• Text under study:
- - -

While the Syrian officers were transferred to Baghdad for questioning, the men serving under their command signed confessions and provided detailed descriptions of the camps and training facilities in Syria where they were prepared for combat in Iraq.


Another terrorist group linked to Zarqawi, Ansar al Sunna, this week released a new videotape called “Healing for the Heart”, a sort of morale-booster effort documenting successful raids in different parts of Iraq. The tape was badly, even amateurishly, produced – unlike previous tapes. Close examination indicated that most of the footage was pieced together from recycled images of events filmed in late 2003 or early 2004. This attempt to cheer the ranks in fact betrayed the sorry state of al Qaeda’s Iraq infrastructure and its head, Zarqawi.


DEBKA-Net-Weekly’s counter-terror sources report that in the last 24 hours, panic-stricken exchanges are building up on Iraqi Islamist Websites and communications channels, mostly questions about the fate of comrades.


Syria itself provided the most damaging evidence of its complicity in the anti-American Iraqi insurgency. This week, DEBKA-Net-Weekly‘s intelligence and counter-terror sources reveal that American investigators wound up their questioning of Saddam Hussein’s half-brother Sabawi Ibrahim al-Hasan al-Tikriti.


Six of diamonds and No. 36 on the US pack of 55 cards, Sabawi was head of Iraqi intelligence in the 1991 Gulf War, then director of Iraq’s notorious security services until 1996 when he was appointed senior presidential aide to Saddam.


On the night of February 14, the Syrians picked him up just hours after the murder of former Lebanese prime minister Rafiq Hariri in Beirut. They found him at the base given him in the northeastern Syrian town of Hasakah for directing and financing the Iraqi Baath guerrilla revolt against US forces. Accused of involvement in the Hariri assassination and the Tel Aviv nightclub bombing, Damascus was under such extreme pressure that it made the mistake of handing Sabawi over.


 


Damascus incriminates self


 


On February 27, they bundled him across the Iraqi border into the arms of the Americans after informing them he was theirs to collect. This amounted to a Syrian confession that they had been harboring senior Baathist officials and the high-profile director of the anti-American insurgency in Iraq. But letting him spill his incriminating story in detail demonstrated how deeply the Syrian government and intelligence were confused and panicked by losing their positions in Lebanon.

- - -

• Provided information:
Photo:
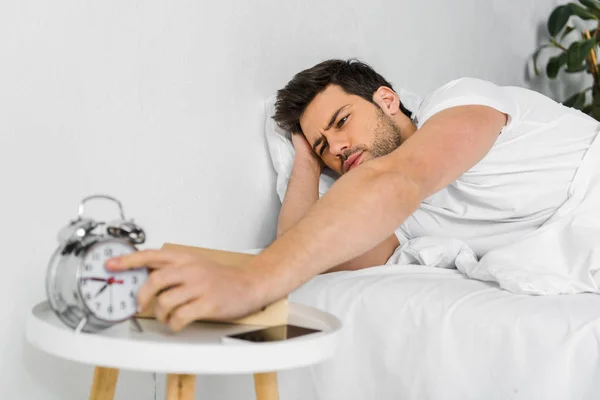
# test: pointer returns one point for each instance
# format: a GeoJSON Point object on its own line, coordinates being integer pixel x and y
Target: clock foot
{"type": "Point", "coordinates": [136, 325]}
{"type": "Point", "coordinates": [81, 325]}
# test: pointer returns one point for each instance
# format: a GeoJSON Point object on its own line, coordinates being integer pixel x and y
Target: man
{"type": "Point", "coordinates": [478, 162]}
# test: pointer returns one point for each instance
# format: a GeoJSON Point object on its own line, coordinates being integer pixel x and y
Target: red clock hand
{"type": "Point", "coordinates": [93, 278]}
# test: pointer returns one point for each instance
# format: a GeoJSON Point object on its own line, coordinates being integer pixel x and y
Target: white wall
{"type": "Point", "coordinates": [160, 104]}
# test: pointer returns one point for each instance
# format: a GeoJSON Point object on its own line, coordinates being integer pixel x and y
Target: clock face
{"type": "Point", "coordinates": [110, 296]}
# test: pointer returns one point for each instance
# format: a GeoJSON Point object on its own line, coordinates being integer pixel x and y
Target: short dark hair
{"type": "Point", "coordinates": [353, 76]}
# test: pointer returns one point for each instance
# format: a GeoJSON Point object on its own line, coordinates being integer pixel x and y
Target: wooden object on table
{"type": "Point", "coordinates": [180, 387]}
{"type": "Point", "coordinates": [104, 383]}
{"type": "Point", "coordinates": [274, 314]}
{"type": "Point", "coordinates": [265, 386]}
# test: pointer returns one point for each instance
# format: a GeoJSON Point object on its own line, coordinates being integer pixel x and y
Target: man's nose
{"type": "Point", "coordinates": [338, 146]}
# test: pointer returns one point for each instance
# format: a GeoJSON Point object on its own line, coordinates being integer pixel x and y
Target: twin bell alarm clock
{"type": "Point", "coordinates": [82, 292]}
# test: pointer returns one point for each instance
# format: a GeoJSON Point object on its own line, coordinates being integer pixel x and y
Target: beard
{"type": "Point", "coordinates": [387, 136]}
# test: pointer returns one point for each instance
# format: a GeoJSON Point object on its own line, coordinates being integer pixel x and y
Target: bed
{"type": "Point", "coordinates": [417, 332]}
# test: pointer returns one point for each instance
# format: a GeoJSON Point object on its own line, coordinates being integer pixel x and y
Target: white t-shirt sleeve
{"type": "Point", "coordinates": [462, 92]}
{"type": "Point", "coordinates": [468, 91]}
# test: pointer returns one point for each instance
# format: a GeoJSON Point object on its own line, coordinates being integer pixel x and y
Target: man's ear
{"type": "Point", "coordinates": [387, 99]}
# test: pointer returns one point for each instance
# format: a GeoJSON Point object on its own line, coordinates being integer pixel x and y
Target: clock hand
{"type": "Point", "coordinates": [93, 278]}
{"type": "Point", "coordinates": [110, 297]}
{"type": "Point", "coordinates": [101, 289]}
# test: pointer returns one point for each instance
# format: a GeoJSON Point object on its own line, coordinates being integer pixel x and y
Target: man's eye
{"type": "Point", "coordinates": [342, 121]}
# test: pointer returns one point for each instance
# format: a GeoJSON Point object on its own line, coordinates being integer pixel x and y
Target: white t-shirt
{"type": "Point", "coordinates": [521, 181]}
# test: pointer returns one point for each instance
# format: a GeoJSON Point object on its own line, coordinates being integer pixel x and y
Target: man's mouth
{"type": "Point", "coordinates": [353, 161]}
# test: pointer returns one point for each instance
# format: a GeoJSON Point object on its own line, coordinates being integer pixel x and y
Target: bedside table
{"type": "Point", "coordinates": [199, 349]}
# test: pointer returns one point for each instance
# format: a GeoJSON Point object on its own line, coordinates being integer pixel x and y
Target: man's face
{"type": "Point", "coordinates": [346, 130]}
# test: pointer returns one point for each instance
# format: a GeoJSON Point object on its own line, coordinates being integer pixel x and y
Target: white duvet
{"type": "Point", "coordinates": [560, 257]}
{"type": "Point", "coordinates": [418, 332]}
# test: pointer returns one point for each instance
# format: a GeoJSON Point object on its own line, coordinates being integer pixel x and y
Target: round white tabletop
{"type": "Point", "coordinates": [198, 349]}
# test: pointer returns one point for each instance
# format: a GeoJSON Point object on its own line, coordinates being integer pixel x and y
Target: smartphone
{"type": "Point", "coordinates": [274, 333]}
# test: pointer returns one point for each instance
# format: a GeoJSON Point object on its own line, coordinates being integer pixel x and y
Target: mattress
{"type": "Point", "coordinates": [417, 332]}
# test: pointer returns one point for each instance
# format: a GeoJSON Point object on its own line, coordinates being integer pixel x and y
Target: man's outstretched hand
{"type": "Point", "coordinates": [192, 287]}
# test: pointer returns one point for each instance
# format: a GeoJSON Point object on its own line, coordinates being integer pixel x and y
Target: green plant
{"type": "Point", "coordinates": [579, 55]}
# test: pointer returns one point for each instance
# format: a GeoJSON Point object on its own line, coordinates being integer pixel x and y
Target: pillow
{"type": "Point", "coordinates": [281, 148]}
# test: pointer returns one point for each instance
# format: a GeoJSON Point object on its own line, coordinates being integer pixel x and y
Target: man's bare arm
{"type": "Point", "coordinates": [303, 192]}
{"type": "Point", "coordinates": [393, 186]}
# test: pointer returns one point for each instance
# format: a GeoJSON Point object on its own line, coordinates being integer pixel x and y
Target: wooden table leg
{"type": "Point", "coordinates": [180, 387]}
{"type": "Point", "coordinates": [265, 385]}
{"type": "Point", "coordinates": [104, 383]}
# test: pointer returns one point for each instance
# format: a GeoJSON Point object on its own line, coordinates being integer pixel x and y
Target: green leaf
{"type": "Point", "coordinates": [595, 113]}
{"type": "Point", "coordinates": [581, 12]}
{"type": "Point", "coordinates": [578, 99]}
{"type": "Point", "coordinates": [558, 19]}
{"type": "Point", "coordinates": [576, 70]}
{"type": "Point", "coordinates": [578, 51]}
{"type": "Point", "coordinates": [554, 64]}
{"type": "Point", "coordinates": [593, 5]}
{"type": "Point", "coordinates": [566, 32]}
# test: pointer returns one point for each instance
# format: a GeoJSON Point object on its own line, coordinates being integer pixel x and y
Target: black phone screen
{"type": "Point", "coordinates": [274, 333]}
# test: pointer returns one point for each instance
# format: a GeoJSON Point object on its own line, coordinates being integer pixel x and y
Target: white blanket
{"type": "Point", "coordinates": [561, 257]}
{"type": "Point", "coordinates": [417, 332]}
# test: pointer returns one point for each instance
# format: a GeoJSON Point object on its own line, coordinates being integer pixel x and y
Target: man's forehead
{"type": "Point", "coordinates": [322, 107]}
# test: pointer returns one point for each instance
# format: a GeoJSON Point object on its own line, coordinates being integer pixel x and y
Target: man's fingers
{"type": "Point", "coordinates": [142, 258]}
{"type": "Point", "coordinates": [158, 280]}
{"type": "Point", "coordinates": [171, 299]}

- - -

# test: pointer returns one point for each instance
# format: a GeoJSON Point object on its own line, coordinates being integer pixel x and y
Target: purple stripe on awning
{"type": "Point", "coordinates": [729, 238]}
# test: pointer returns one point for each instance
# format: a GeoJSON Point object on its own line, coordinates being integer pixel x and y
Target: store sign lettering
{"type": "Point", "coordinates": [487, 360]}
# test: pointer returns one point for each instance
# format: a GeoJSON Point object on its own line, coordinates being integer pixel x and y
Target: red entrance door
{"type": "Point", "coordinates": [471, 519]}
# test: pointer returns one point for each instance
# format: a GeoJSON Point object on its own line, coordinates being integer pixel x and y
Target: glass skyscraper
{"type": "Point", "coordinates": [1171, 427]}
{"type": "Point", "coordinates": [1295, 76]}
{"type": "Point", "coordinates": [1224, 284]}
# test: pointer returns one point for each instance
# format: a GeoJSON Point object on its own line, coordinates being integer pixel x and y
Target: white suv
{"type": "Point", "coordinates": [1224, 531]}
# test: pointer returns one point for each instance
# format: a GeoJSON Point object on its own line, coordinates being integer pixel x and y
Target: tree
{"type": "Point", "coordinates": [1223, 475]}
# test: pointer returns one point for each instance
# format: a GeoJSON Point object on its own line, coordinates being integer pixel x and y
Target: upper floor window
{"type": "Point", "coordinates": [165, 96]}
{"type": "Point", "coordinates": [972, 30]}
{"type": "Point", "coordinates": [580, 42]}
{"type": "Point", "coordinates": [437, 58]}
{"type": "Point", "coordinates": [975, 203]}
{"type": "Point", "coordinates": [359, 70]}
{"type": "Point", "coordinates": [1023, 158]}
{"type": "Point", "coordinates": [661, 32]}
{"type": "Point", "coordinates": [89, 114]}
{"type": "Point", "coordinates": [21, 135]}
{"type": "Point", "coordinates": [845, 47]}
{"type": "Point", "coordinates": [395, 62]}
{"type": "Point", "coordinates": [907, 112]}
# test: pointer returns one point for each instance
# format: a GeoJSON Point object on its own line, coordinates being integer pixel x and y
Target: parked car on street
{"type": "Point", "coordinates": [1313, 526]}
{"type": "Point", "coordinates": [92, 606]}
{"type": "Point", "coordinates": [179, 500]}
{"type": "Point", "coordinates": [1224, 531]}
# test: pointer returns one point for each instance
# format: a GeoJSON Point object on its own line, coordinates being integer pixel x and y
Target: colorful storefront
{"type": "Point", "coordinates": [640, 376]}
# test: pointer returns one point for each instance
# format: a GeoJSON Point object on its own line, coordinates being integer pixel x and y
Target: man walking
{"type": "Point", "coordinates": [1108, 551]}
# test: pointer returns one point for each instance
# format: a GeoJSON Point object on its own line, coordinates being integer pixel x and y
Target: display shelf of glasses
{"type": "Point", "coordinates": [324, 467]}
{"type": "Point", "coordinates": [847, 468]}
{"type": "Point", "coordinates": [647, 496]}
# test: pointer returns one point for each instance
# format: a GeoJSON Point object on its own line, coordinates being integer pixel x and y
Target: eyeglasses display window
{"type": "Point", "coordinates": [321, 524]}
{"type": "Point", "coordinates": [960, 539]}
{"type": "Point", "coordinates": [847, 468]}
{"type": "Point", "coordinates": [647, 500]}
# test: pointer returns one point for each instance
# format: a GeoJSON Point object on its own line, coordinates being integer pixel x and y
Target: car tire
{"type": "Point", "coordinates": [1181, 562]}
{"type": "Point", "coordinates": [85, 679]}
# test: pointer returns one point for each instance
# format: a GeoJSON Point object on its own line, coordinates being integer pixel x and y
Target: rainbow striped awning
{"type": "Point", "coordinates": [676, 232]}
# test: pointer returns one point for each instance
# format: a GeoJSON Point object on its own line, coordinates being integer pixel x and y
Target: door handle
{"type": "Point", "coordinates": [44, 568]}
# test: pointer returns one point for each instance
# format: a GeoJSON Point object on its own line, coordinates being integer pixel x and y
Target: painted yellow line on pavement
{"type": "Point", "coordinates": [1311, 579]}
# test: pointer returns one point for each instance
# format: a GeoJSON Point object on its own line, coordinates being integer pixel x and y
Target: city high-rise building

- - -

• Required action: Can you extract the part of the passage on Syria and the Iraqi insurgency from "While the Syrian" up to and including "combat in Iraq."? The entries have nothing to do with the passage on Syria and the Iraqi insurgency.

• Exercise response:
While the Syrian officers were transferred to Baghdad for questioning, the men serving under their command signed confessions and provided detailed descriptions of the camps and training facilities in Syria where they were prepared for combat in Iraq.